WORK TO DO: Give back exactly the lines from the one containing "of the pickup" through the end of the records, including both, and no others.
>> Start
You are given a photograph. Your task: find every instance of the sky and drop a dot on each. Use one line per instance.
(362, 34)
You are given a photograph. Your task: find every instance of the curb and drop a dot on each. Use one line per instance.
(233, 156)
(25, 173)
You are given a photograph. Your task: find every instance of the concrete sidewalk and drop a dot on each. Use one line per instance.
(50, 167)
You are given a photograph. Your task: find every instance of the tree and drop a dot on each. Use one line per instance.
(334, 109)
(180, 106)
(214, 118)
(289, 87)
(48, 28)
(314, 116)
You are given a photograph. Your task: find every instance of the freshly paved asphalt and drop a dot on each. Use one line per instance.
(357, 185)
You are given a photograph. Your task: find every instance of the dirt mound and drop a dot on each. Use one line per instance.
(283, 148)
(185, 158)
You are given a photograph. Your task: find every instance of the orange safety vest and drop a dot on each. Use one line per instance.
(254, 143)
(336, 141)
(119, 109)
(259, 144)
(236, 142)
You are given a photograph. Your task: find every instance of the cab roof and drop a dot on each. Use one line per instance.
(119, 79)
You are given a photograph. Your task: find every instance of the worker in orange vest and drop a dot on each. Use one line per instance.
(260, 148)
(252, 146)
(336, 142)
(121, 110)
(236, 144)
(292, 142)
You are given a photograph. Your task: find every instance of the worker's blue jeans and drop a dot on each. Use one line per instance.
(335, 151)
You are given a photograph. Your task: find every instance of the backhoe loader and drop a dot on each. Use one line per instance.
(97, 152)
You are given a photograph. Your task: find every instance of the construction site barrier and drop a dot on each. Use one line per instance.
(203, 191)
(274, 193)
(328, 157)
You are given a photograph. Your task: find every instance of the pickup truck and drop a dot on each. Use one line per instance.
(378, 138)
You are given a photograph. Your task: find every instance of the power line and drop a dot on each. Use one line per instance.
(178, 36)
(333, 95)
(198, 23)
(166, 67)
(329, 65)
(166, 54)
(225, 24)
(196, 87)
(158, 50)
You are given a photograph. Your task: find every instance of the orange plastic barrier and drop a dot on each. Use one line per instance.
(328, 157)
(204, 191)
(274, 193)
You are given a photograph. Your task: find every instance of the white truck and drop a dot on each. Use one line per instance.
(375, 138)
>> End
TASK RESPONSE:
You are given a photograph. Your task: find every instance of the pickup truck and drop a dot on each. Use one line per instance.
(378, 138)
You are given a photograph. Your task: find every instance of the power line and drop a dot on each. Use one line per instance.
(178, 36)
(333, 95)
(198, 23)
(166, 67)
(329, 65)
(166, 54)
(225, 24)
(196, 87)
(158, 50)
You are given a photograph. Your task: find every instance of the orange plastic barrier and drop a dot on each. Use one line per instance.
(328, 157)
(204, 191)
(274, 193)
You are given a photograph. Your task: find every instance of the white truck and drop a dot on each. Use one line per instance.
(375, 138)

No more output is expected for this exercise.